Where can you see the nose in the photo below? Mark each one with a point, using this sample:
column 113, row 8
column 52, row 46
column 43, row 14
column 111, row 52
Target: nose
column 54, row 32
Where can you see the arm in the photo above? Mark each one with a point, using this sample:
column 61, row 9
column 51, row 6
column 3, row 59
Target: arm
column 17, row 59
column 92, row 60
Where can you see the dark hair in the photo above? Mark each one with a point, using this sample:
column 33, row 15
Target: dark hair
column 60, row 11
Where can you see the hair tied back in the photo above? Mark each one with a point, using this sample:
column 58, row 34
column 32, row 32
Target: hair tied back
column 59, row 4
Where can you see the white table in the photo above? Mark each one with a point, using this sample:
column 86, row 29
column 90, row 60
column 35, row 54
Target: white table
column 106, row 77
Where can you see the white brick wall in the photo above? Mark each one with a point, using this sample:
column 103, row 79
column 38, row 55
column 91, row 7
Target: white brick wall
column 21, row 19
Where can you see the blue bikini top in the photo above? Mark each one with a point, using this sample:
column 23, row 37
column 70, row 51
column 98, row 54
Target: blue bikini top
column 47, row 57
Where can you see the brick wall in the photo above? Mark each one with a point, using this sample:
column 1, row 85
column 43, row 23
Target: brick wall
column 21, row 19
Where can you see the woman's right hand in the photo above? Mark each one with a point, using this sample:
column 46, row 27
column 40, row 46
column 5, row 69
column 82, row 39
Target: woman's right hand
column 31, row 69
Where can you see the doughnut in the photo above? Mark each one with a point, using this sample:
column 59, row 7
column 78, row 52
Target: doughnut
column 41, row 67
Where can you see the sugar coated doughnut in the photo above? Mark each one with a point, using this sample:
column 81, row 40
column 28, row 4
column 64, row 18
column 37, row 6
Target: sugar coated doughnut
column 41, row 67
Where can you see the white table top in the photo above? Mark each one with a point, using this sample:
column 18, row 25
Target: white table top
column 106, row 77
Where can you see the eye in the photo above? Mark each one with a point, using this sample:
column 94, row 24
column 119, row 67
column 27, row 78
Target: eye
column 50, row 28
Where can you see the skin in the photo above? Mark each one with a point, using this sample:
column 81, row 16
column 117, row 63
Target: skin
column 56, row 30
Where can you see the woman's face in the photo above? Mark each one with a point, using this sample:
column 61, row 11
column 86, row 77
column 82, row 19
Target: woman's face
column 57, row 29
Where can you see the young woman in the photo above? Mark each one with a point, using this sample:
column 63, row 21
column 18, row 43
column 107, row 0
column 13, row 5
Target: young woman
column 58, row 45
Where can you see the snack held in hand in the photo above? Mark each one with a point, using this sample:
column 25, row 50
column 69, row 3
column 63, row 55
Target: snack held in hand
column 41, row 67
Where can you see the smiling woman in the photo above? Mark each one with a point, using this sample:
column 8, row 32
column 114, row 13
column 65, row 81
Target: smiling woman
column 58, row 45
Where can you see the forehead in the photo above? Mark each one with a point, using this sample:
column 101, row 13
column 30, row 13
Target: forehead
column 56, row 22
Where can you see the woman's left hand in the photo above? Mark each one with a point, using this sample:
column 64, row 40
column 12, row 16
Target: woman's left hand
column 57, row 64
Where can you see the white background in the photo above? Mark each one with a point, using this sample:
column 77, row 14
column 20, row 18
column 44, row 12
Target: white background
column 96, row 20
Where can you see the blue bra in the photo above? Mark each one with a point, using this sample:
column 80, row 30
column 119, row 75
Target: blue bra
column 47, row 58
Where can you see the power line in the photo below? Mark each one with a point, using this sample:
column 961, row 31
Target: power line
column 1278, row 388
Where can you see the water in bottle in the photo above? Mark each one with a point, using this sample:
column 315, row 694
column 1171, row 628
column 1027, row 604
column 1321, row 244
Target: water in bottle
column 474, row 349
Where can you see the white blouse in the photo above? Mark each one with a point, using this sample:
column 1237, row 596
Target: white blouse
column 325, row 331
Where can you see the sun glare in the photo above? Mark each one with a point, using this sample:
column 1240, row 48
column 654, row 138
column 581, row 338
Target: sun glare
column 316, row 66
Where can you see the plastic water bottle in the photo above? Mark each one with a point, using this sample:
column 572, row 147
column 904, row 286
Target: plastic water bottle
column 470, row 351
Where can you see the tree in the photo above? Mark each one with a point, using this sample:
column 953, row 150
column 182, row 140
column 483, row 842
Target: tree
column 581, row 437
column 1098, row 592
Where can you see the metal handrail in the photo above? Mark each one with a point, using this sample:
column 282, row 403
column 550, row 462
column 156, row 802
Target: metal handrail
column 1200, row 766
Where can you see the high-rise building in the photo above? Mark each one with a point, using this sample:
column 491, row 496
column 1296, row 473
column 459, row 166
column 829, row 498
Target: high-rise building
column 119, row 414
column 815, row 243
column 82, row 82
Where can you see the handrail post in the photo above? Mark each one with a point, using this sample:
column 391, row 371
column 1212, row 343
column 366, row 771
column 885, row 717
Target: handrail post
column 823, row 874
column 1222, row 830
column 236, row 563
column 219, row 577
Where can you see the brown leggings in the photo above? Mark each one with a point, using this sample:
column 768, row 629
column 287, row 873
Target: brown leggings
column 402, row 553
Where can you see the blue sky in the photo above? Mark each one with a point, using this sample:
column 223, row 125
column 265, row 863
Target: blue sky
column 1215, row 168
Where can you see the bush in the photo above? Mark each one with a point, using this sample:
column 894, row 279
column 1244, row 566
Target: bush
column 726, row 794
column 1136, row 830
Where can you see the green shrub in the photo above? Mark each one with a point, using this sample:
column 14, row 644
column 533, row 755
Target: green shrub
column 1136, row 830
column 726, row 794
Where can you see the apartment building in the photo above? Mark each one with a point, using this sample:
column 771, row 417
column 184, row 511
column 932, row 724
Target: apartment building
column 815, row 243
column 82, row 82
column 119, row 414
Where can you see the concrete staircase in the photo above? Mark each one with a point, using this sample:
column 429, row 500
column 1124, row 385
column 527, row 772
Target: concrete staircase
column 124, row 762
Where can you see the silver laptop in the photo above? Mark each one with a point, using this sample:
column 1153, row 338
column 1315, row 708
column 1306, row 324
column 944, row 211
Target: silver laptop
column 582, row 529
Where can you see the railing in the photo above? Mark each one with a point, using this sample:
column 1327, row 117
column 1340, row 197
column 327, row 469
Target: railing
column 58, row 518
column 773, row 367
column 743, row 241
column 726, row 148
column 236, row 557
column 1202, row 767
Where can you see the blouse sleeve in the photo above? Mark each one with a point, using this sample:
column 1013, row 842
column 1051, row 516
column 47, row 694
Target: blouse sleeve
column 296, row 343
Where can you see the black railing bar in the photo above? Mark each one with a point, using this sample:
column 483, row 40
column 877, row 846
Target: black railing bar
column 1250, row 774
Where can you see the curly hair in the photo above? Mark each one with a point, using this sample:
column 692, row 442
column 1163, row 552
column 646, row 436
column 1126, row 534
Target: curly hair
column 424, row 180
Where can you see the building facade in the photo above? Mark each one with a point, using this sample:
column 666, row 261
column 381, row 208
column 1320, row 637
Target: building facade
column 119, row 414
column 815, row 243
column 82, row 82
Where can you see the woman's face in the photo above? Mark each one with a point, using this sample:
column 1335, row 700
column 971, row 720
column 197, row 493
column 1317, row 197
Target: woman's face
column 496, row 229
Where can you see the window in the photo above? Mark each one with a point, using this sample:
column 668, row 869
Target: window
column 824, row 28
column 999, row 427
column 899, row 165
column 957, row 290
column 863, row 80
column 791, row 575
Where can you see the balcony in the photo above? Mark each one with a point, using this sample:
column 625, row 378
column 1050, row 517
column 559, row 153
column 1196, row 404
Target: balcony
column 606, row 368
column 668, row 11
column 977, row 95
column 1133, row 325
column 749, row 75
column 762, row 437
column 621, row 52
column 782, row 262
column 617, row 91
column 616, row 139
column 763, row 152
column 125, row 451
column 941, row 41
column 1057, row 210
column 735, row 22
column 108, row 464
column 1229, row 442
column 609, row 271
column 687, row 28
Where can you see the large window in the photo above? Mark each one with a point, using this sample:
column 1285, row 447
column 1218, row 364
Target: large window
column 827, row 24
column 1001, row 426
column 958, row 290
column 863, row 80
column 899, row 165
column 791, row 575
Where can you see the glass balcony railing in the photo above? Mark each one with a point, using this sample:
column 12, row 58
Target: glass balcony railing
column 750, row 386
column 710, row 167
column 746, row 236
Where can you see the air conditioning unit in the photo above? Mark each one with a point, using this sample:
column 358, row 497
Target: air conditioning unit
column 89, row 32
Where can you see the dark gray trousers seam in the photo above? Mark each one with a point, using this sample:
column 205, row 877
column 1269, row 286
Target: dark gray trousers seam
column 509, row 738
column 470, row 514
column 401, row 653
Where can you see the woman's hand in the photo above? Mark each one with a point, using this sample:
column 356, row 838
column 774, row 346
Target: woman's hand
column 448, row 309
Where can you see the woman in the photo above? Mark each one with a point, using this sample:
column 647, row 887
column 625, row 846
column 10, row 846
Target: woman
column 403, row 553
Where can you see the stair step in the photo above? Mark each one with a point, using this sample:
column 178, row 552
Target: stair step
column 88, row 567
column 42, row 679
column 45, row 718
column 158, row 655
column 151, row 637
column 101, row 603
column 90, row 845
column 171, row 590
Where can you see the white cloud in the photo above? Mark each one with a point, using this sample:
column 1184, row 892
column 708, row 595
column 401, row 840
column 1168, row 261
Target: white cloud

○ ○ ○ ○ ○ ○ ○

Of all the entries above, repeat only the lines from the line that has "column 184, row 511" to the line that has "column 47, row 694", both lines included, exactly.

**Expected answer**:
column 184, row 511
column 932, row 724
Target: apartment building
column 815, row 243
column 82, row 82
column 119, row 414
Where can you see the concrete staircase in the photo above? Mark each one with a point, using this sample:
column 429, row 500
column 1124, row 385
column 527, row 772
Target: concrete staircase
column 124, row 762
Where can you see the silver laptop in the photo above? Mark each one with a point, using this sample:
column 1153, row 338
column 1315, row 708
column 1306, row 324
column 944, row 211
Target: silver laptop
column 582, row 529
Where can you see the railing in the photo above? Mark each one with a point, using this sample:
column 1327, row 117
column 1340, row 197
column 327, row 469
Target: railing
column 58, row 518
column 773, row 367
column 743, row 241
column 726, row 148
column 236, row 557
column 1202, row 767
Where can you see the blouse sleeve in the photo above? Mark each one with a point, using this sample:
column 1013, row 842
column 1051, row 516
column 47, row 694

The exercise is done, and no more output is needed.